▸ Extract:

After Shabani started trending on Twitter, news reports about the "handsome gorilla" appeared in the international media, including CNN, BBC, The Daily Telegraph, News.com.au, and ET Online, among others. As a result of his popularity, the City of Nagoya, owner of the Higashiyama Zoo, registered the terms "Shabagni" and "Shabani" as trademarks on 23 September 2016. As of October 2016, 150 items of merchandise related to Shabani and authorized goods such as towels, sweets and stationery have been produced. The sales of these goods account for 4-50% of Higashiyama Zoo and Botanical Gardens' total product sales.

=== Advertising ===

- Shabani was included in a special edition movie poster of the movie Tarzan Reborn released only in Japan.
- Adobe Systems Inc. released a font modeled after Shabani. The font includes capital alphabet and Arabic numerals. Five photos of Shabani were also released.
- Adobe signed a talent contract for Shabani with Higashiyama Zoo & Botanical Gardens for him to be the model of their image editing software in Japan as part of a Year of the Monkey campaign in 2016.
- On 4 January 2016, Nagoya City announced that it would use Shabani in a city employment recruitment campaign. The campaign included a four-minute video and posters.
- Meito Sangyo Co., Ltd. exhibited a large chocolate art piece from 19 January to 14 February 2017 at the Tokyu Hands Shibuya store's Valentine event, held to announce the release of the "Alphabet Chocolate Shabani Package".

=== Shabani Art ===

- Illustrator Yuki Tokuda was asked to make an illustration of Shabani with an Orenzu metal grip type. This illustration was released on 24 February 2016. A video was also released by the entertainment news magazine Fieldcaster.net with the artist explaining the process of drawing this illustration, which took 20 hours to complete. Each hair was individually drawn.
- In April 2017, Legoland Japan made a sculpture of Shabani built entirely of Legos. The sculpture is built out of 40,000 Lego pieces, is 1.2 metres high, and weighs 100 kg (220 lbs.). The Lego sculpture was displayed for a time at the Crystal Square of the underground Sakae Mall in Nagoya City until being donated to the Higashiyama Zoo and Botanical Gardens.
- The Japanese painter Chisato Abe, known for her gorilla paintings, made a painting of Shabani which was displayed at the zoo in May 2016.
- Artist James J. Choi modeled a ceramic sculpture after Shabani which was published on his website on 6 May 2018.
- DesignCrowd created a contest in which designers would alter pictures of Shabani using Photoshop for unofficial endorsements of global brands. The contest ended on 5 July 2015. The winning entry was a mock ad for Calvin Klein underwear.
- Artist Dominic Hurley sculpted a Shabani monument in Kilkenny black marble from a 5 tonne block, which was published on the website of London Fine Ltd in October 2019.

=== Books ===

- The Higashiyama Zoo and Botanical Gardens published an official Shabani Photo Album on 3 October 2015. Sales on Amazon exceeded 15,000 copies within one month, and ranked No. 1 best seller in three categories: Photography, Zoology, and Pet General.
- On 21 March 2016, Shabani was included in a photo collection called "Higashiyama Extinct Zoo" which was part of "The Extinct Zoo Project" at Higashiyama Zoo.
- On 21 September 2017, Higashiyama Zoo released a children's picture book entitled, "Shabani Daisuki".
- On the 80th anniversary of Higashiyama Zoo on 4 March 2017, a 144-page guidebook was published featuring a photo of Shabani and one of his children on the cover. Four pages inside the guide book were dedicated to the gorillas.

=== DVD ===

- The Higashiyama Zoo and Botanical Gardens released a DVD titled Ikemen Sugiru Gorilla, Shabani ("Shabani, the Gorilla Who's Just Too Hot"), on 22 December 2016. The video is narrated by Katayama, Kosuke.

=== Games ===

- In collaboration with Fuji Television Co., the zoo included Shabani as a special character in the games Thermae Romae Gacha and Mangrove and Mysterious Bears.

▸ Recorded information:
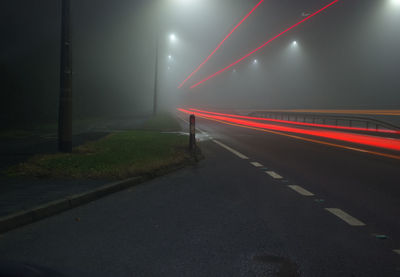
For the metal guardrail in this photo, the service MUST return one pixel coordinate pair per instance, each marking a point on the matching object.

▸ Task list:
- a) According to the Shabani text, how many Lego pieces make up the sculpture that Legoland Japan built?
- b) Using the Shabani text, decide whether each statement is correct: (i) The official Shabani Photo Album was published on 3 October 2015. (ii) The font Adobe modeled after Shabani includes lowercase letters. (iii) The winning entry in the DesignCrowd contest was a mock ad for a watch brand. Answer yes or no for each, and quote the words from the text that decide it.

▸ Results for each task:
- a) 40,000 Lego pieces.

- b)
(i) Yes: "published an official Shabani Photo Album on 3 October 2015"
(ii) No: "The font includes capital alphabet and Arabic numerals."
(iii) No: "The winning entry was a mock ad for Calvin Klein underwear."